_Aim of the exercise_. Copy out every line of the listing below word for word, with no changes.

_Dataset_.
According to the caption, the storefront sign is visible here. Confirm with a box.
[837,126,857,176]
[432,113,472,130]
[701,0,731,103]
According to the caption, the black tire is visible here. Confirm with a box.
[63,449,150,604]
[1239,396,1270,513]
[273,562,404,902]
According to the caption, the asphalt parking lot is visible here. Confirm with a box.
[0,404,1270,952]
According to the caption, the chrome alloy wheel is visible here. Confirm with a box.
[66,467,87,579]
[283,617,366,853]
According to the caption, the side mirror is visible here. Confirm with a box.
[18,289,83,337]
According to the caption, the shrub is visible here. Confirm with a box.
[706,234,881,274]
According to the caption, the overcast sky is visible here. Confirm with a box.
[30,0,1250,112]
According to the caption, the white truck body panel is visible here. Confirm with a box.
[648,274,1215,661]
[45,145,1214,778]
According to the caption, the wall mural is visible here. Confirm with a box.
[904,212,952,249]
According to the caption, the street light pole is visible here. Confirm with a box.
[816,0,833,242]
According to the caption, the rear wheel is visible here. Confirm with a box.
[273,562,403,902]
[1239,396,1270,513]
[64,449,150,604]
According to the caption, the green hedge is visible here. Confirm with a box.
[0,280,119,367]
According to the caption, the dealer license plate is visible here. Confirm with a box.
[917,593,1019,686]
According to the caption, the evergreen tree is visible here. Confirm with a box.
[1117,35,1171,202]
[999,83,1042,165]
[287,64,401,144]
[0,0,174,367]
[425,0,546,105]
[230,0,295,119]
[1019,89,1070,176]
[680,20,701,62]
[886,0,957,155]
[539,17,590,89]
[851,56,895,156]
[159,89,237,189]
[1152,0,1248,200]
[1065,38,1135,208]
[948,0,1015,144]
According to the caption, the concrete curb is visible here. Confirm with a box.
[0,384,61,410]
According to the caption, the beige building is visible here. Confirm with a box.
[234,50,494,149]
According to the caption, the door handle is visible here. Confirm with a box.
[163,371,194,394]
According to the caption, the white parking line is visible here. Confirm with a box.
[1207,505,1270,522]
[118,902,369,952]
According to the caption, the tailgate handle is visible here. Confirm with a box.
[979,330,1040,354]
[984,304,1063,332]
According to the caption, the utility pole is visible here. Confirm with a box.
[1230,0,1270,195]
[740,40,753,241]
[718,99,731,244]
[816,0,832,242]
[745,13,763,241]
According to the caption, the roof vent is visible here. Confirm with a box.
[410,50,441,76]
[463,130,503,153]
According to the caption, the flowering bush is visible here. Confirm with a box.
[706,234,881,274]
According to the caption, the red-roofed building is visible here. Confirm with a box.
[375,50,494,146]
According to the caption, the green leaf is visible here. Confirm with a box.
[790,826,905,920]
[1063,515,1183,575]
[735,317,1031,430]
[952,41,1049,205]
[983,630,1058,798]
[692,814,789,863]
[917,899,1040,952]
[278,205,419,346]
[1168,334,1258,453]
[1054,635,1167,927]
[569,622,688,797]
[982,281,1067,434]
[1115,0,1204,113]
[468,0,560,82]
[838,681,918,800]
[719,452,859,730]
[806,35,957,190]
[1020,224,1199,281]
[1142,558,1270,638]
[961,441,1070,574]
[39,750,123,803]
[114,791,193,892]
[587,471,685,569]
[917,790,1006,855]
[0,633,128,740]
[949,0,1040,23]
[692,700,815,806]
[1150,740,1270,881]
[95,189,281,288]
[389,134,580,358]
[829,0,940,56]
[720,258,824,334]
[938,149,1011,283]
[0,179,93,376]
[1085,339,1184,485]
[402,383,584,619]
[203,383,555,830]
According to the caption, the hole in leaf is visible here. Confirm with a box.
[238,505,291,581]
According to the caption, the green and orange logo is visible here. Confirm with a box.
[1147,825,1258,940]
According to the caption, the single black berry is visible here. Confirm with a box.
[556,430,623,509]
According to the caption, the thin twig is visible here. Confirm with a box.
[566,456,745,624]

_Expected output_.
According to the caption, the storefront sign is visible here. Confirm with a box.
[837,126,857,176]
[432,113,472,130]
[701,0,731,103]
According to the caption, the black tire is visible here. Confirm with a box.
[63,449,150,604]
[1239,396,1270,513]
[273,562,404,902]
According to the caption, the asphalt parking lot is visible here. Confirm with a box.
[0,404,1270,952]
According to the caption, the chrome alloy wheel is visible here. Confirm with a box.
[66,467,87,579]
[283,617,366,853]
According to the caption, the side mirror is visible here. Confirm with a box.
[18,289,83,337]
According to the caption, the shrub is visible here. Confirm with a box.
[706,234,881,274]
According to the caption, the overcast sky is visible here. Confirm with a box.
[30,0,1250,112]
According to the caption, the white truck body panel is visible here. Confirm with a box.
[648,274,1215,661]
[45,145,1214,778]
According to the caption, the wall mural is visible here. Confirm with a box.
[904,212,952,249]
According to the caption, the street light pole is visible here. Confirm with a box.
[816,0,833,242]
According to the caption, the rear wheel is visible here. Confirm with a box.
[273,562,403,902]
[1239,396,1270,513]
[64,449,150,604]
According to the caption, the green hedge is visible here. Confirm with a box.
[0,280,119,367]
According to the caption, the dealer license plate is visible here. Confirm with a box.
[917,593,1019,686]
According to the caption, the evergreen tree is visible here. Confirm with a box.
[1117,35,1171,202]
[999,83,1042,165]
[287,64,401,144]
[0,0,174,367]
[425,0,546,105]
[230,0,295,119]
[1019,89,1070,176]
[680,20,701,62]
[886,0,957,155]
[539,17,590,89]
[851,56,895,156]
[159,89,237,189]
[1152,0,1248,200]
[1065,38,1135,208]
[948,0,1015,144]
According to the caption, the concrete curb is visible here. Confirm with a box.
[0,384,61,410]
According to the caption, the beige building is visible here. Confirm with a box.
[234,50,494,149]
According to the caption, the door handle is visible here. Confirm with a box.
[163,371,194,394]
According to the caption, the white parking line is visible here. Confirm with a box.
[1207,505,1270,522]
[118,902,369,952]
According to the caption, the tailgate handle is visible here. Confirm with a box.
[979,330,1040,354]
[984,304,1063,332]
According to the caption, the utility pole is visible here. Confirm with a box.
[1230,0,1270,195]
[740,40,753,241]
[718,99,731,244]
[816,0,832,242]
[745,13,763,241]
According to the caption, the roof vent is visible here. Confirm with a box.
[410,50,441,76]
[463,130,503,153]
According to the caption, the flowering bush is visible here. Confirm with a box.
[706,234,881,274]
According to the caption, the red-roofed building is visible here. Confirm with a box.
[375,50,494,146]
According to the caption, the green leaf is visible here. Confirm with a box.
[790,826,905,920]
[1063,515,1183,575]
[735,317,1031,430]
[952,41,1049,205]
[983,630,1058,798]
[692,814,789,863]
[917,899,1040,952]
[278,205,419,346]
[1168,334,1258,453]
[1054,635,1167,927]
[569,622,688,797]
[982,281,1067,434]
[1115,0,1204,113]
[468,0,560,82]
[838,681,918,800]
[719,452,859,730]
[806,35,957,190]
[1020,224,1199,281]
[1142,558,1270,638]
[961,441,1070,574]
[39,750,123,803]
[114,791,193,892]
[587,471,685,569]
[917,790,1006,855]
[0,633,128,740]
[949,0,1040,23]
[692,700,815,806]
[1150,740,1270,881]
[95,189,281,288]
[389,134,580,358]
[829,0,940,56]
[720,258,824,334]
[938,149,1011,283]
[0,179,93,376]
[1085,339,1184,485]
[402,383,584,619]
[203,383,555,830]
According to the caption, the hole in leaf is visible here. Confirm with a box.
[238,505,291,581]
According to the caption, the green and orange logo is visible here. Confirm with a box.
[1147,825,1258,940]
According to the caption, the single black berry is visible here. Confirm with a box.
[556,430,623,509]
According to the caption, the thin twig is visible here. Confirm with a box.
[566,456,745,624]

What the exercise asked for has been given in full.